### YOUR OBJECTIVE
Set down every line of the data exactly, skipping the pictures.
*** PROVIDED DATA Section Begins ***
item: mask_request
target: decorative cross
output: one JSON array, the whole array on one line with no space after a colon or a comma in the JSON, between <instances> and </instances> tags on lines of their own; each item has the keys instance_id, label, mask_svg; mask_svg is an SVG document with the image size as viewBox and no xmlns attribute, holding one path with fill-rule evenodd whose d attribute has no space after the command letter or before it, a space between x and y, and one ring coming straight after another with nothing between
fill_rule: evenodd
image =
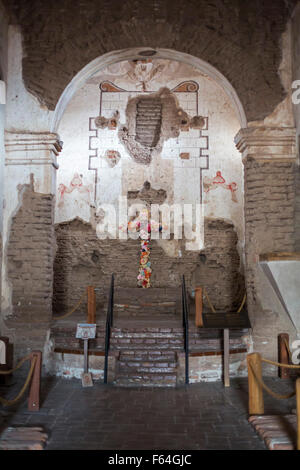
<instances>
[{"instance_id":1,"label":"decorative cross","mask_svg":"<svg viewBox=\"0 0 300 470\"><path fill-rule=\"evenodd\" d=\"M162 225L149 219L149 210L144 208L139 215L128 222L128 232L139 233L141 239L140 266L137 284L143 288L151 287L150 239L152 231L161 231Z\"/></svg>"}]
</instances>

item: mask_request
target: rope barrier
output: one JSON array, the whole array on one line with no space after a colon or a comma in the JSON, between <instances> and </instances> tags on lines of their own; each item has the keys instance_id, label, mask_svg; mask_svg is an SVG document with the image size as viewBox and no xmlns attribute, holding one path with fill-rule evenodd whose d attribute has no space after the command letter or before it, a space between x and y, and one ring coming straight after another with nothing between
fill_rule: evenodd
<instances>
[{"instance_id":1,"label":"rope barrier","mask_svg":"<svg viewBox=\"0 0 300 470\"><path fill-rule=\"evenodd\" d=\"M11 406L11 405L14 405L15 403L17 403L17 401L19 401L22 398L22 396L24 395L24 393L25 393L25 391L26 391L26 389L27 389L27 387L30 383L30 380L31 380L31 377L32 377L32 374L33 374L33 371L34 371L34 368L35 368L36 361L37 361L37 358L34 357L32 363L31 363L28 375L27 375L27 379L26 379L21 391L19 392L19 394L13 400L6 400L5 398L0 397L0 403L2 403L5 406ZM23 363L24 362L25 362L25 358L23 360Z\"/></svg>"},{"instance_id":2,"label":"rope barrier","mask_svg":"<svg viewBox=\"0 0 300 470\"><path fill-rule=\"evenodd\" d=\"M205 296L205 298L206 298L206 300L207 300L207 302L208 302L209 308L211 309L212 313L216 313L216 309L214 308L213 304L211 303L210 298L209 298L209 295L208 295L207 290L205 289L205 287L203 287L203 294L204 294L204 296ZM245 305L246 299L247 299L247 294L245 293L245 294L244 294L244 297L243 297L243 300L242 300L242 303L241 303L241 305L240 305L240 307L239 307L239 309L237 310L236 313L240 313L240 312L241 312L242 308L243 308L244 305Z\"/></svg>"},{"instance_id":3,"label":"rope barrier","mask_svg":"<svg viewBox=\"0 0 300 470\"><path fill-rule=\"evenodd\" d=\"M246 298L247 298L247 294L244 294L244 297L243 297L242 303L241 303L241 305L240 305L240 308L238 309L238 311L237 311L236 313L240 313L240 311L242 310L242 308L243 308L244 305L245 305Z\"/></svg>"},{"instance_id":4,"label":"rope barrier","mask_svg":"<svg viewBox=\"0 0 300 470\"><path fill-rule=\"evenodd\" d=\"M78 302L75 304L75 306L72 308L72 310L70 310L70 312L65 313L64 315L61 315L61 316L58 316L58 317L53 317L53 320L62 320L63 318L67 318L70 315L72 315L72 313L74 313L78 309L78 307L81 305L81 303L82 303L82 301L83 301L83 299L86 295L87 295L87 290L85 290L85 292L82 294L82 296L80 297Z\"/></svg>"},{"instance_id":5,"label":"rope barrier","mask_svg":"<svg viewBox=\"0 0 300 470\"><path fill-rule=\"evenodd\" d=\"M52 320L62 320L63 318L67 318L70 315L72 315L72 313L74 313L78 309L78 307L80 307L85 295L87 295L87 290L82 294L82 296L80 297L78 302L75 304L75 306L72 308L72 310L70 310L70 312L67 312L64 315L57 316L57 317L53 316ZM30 323L49 323L50 321L51 320L35 320L35 321L31 321Z\"/></svg>"},{"instance_id":6,"label":"rope barrier","mask_svg":"<svg viewBox=\"0 0 300 470\"><path fill-rule=\"evenodd\" d=\"M280 364L280 362L274 362L264 358L261 359L261 362L265 362L266 364L272 364L272 366L276 367L283 367L284 369L300 369L300 365L297 366L295 364Z\"/></svg>"},{"instance_id":7,"label":"rope barrier","mask_svg":"<svg viewBox=\"0 0 300 470\"><path fill-rule=\"evenodd\" d=\"M266 360L263 360L263 362L266 362ZM255 380L258 382L258 384L269 394L271 395L273 398L276 398L277 400L285 400L285 399L288 399L288 398L292 398L296 395L296 392L292 392L292 393L289 393L287 395L279 395L279 393L275 393L273 392L273 390L271 390L265 383L263 380L261 380L259 377L257 377L255 371L253 370L253 367L251 365L251 363L249 363L250 365L250 368L251 368L251 371L252 371L252 374L254 375L255 377ZM282 365L283 366L283 365ZM284 364L284 367L285 367L285 364Z\"/></svg>"},{"instance_id":8,"label":"rope barrier","mask_svg":"<svg viewBox=\"0 0 300 470\"><path fill-rule=\"evenodd\" d=\"M215 310L213 304L212 304L211 301L210 301L210 298L209 298L209 296L208 296L208 293L207 293L205 287L203 287L203 294L204 294L205 297L206 297L206 300L207 300L207 302L208 302L209 308L211 309L212 313L216 313L216 310Z\"/></svg>"},{"instance_id":9,"label":"rope barrier","mask_svg":"<svg viewBox=\"0 0 300 470\"><path fill-rule=\"evenodd\" d=\"M20 360L20 362L14 367L13 369L10 370L1 370L0 375L9 375L15 372L16 370L20 369L20 367L24 364L24 362L28 361L31 358L31 354L28 354L27 356L23 357L23 359Z\"/></svg>"}]
</instances>

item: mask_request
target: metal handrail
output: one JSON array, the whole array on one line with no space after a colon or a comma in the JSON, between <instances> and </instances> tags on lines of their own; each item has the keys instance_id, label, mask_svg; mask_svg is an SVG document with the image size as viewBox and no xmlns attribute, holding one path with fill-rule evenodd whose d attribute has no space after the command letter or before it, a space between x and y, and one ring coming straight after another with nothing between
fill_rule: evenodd
<instances>
[{"instance_id":1,"label":"metal handrail","mask_svg":"<svg viewBox=\"0 0 300 470\"><path fill-rule=\"evenodd\" d=\"M185 383L189 384L189 306L184 276L182 276L182 326L184 329Z\"/></svg>"},{"instance_id":2,"label":"metal handrail","mask_svg":"<svg viewBox=\"0 0 300 470\"><path fill-rule=\"evenodd\" d=\"M106 329L105 329L105 361L104 361L104 383L107 384L108 375L108 353L110 347L110 331L114 323L114 274L111 275L108 304L107 304L107 315L106 315Z\"/></svg>"}]
</instances>

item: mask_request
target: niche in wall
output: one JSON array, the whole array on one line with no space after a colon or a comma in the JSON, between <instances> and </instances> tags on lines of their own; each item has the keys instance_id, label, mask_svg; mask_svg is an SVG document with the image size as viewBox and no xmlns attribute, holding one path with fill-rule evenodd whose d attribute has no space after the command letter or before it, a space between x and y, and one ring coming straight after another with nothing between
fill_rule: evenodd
*** PROVIDED DATA Section Ends ***
### SOLUTION FOR THIS TASK
item: mask_request
target: decorative cross
output: one JSON array, the whole array on one line with no space after a colon or a comma in the JSON, between <instances> and </instances> tags on lines of their own; each item has the keys instance_id, label, mask_svg; mask_svg is an SVG document with the image size as viewBox and no xmlns attribute, holding one path with fill-rule evenodd whose d attribute has no space after the command letter or before it, a space between x and y, and one ring coming straight after another with nothing between
fill_rule: evenodd
image =
<instances>
[{"instance_id":1,"label":"decorative cross","mask_svg":"<svg viewBox=\"0 0 300 470\"><path fill-rule=\"evenodd\" d=\"M162 225L149 219L149 210L144 208L139 215L128 222L128 232L139 233L141 239L140 266L137 284L143 288L151 287L150 239L152 231L161 231Z\"/></svg>"}]
</instances>

item: mask_request
target: rope barrier
output: one JSON array, the whole array on one line with no space after a colon or a comma in the JSON, between <instances> and </instances> tags on lines of their own; each item has the keys instance_id, label, mask_svg; mask_svg is an SVG document with the image size as viewBox and no xmlns attribute, holding one path with fill-rule evenodd whose d attribute has no space after the command letter or before it, a space between x and y, and one ring coming straight after another with nothing between
fill_rule: evenodd
<instances>
[{"instance_id":1,"label":"rope barrier","mask_svg":"<svg viewBox=\"0 0 300 470\"><path fill-rule=\"evenodd\" d=\"M11 406L11 405L14 405L15 403L17 403L17 401L19 401L22 398L22 396L24 395L24 393L25 393L25 391L26 391L26 389L27 389L27 387L30 383L30 380L31 380L31 377L32 377L32 374L33 374L33 371L34 371L34 368L35 368L36 361L37 361L37 358L34 357L32 363L31 363L28 375L27 375L27 379L26 379L21 391L19 392L19 394L13 400L6 400L5 398L0 397L0 403L2 403L5 406ZM23 363L24 362L25 362L25 358L23 360Z\"/></svg>"},{"instance_id":2,"label":"rope barrier","mask_svg":"<svg viewBox=\"0 0 300 470\"><path fill-rule=\"evenodd\" d=\"M205 296L205 298L206 298L206 300L207 300L207 302L208 302L209 308L211 309L212 313L216 313L216 309L214 308L213 304L211 303L210 298L209 298L209 295L208 295L207 290L205 289L205 287L203 287L203 294L204 294L204 296ZM245 305L246 299L247 299L247 294L245 293L245 294L244 294L244 297L243 297L243 300L242 300L242 303L241 303L241 305L240 305L240 307L239 307L239 309L237 310L236 313L240 313L240 312L241 312L242 308L243 308L244 305Z\"/></svg>"},{"instance_id":3,"label":"rope barrier","mask_svg":"<svg viewBox=\"0 0 300 470\"><path fill-rule=\"evenodd\" d=\"M246 298L247 298L247 294L244 294L244 297L243 297L242 303L241 303L241 305L240 305L240 308L238 309L238 311L237 311L236 313L240 313L240 311L242 310L242 308L243 308L244 305L245 305Z\"/></svg>"},{"instance_id":4,"label":"rope barrier","mask_svg":"<svg viewBox=\"0 0 300 470\"><path fill-rule=\"evenodd\" d=\"M78 302L75 304L75 306L72 308L72 310L70 310L70 312L65 313L64 315L61 315L61 316L58 316L58 317L53 317L53 320L62 320L63 318L67 318L70 315L72 315L72 313L74 313L78 309L78 307L81 305L81 303L82 303L82 301L83 301L83 299L86 295L87 295L87 290L85 290L85 292L82 294L82 296L80 297Z\"/></svg>"},{"instance_id":5,"label":"rope barrier","mask_svg":"<svg viewBox=\"0 0 300 470\"><path fill-rule=\"evenodd\" d=\"M52 320L62 320L63 318L67 318L70 315L72 315L72 313L74 313L78 309L78 307L80 307L85 295L87 295L87 290L82 294L82 296L80 297L78 302L75 304L75 306L72 308L72 310L70 310L70 312L67 312L64 315L57 316L57 317L53 316ZM30 323L49 323L50 321L51 320L35 320L35 321L31 321Z\"/></svg>"},{"instance_id":6,"label":"rope barrier","mask_svg":"<svg viewBox=\"0 0 300 470\"><path fill-rule=\"evenodd\" d=\"M280 364L280 362L274 362L264 358L261 359L261 362L265 362L266 364L272 364L272 366L276 367L283 367L284 369L300 369L300 365L297 366L295 364Z\"/></svg>"},{"instance_id":7,"label":"rope barrier","mask_svg":"<svg viewBox=\"0 0 300 470\"><path fill-rule=\"evenodd\" d=\"M266 360L263 360L263 362L266 362ZM255 380L258 382L258 384L269 394L271 395L273 398L276 398L277 400L285 400L285 399L288 399L288 398L292 398L296 395L296 392L292 392L292 393L289 393L287 395L279 395L279 393L275 393L273 392L273 390L271 390L265 383L263 380L261 380L259 377L257 377L255 371L253 370L253 367L251 365L251 363L249 363L250 365L250 368L251 368L251 371L252 371L252 374L254 375L255 377ZM282 365L283 366L283 365ZM284 364L284 367L285 367L285 364Z\"/></svg>"},{"instance_id":8,"label":"rope barrier","mask_svg":"<svg viewBox=\"0 0 300 470\"><path fill-rule=\"evenodd\" d=\"M215 310L213 304L212 304L211 301L210 301L210 298L209 298L209 296L208 296L208 293L207 293L205 287L203 287L203 294L204 294L205 297L206 297L206 300L207 300L207 302L208 302L209 308L211 309L212 313L216 313L216 310Z\"/></svg>"},{"instance_id":9,"label":"rope barrier","mask_svg":"<svg viewBox=\"0 0 300 470\"><path fill-rule=\"evenodd\" d=\"M20 360L20 362L14 367L13 369L10 370L1 370L0 375L9 375L15 372L16 370L20 369L20 367L24 364L24 362L28 361L31 358L31 354L28 354L27 356L23 357L23 359Z\"/></svg>"}]
</instances>

item: mask_request
target: metal handrail
output: one JSON array, the whole array on one line with no space after a colon or a comma in the JSON, between <instances> and </instances> tags on lines of their own; each item has the keys instance_id, label, mask_svg; mask_svg is an SVG document with the image size as viewBox and no xmlns attribute, holding one path with fill-rule evenodd whose d attribute has no space after the command letter or before it, a space between x and y, and one ring coming straight after another with nothing between
fill_rule: evenodd
<instances>
[{"instance_id":1,"label":"metal handrail","mask_svg":"<svg viewBox=\"0 0 300 470\"><path fill-rule=\"evenodd\" d=\"M185 383L189 384L189 306L184 276L182 276L182 326L184 329Z\"/></svg>"},{"instance_id":2,"label":"metal handrail","mask_svg":"<svg viewBox=\"0 0 300 470\"><path fill-rule=\"evenodd\" d=\"M106 329L105 329L105 361L104 361L104 383L107 384L108 375L108 353L110 347L110 331L114 323L114 274L111 275L108 304L107 304L107 315L106 315Z\"/></svg>"}]
</instances>

item: mask_request
target: niche in wall
output: one JSON array, the whole array on one line with no space after a colon or a comma in the JSON, between <instances> and </instances> tags on lines of their own; each item has the keys instance_id, label, mask_svg; mask_svg is an SVG document with the image size as viewBox and no xmlns attribute, holding one path with fill-rule evenodd whose d attribute has no space after the command letter or before it, a space between x and y, and one ring coming straight after another with nothing between
fill_rule: evenodd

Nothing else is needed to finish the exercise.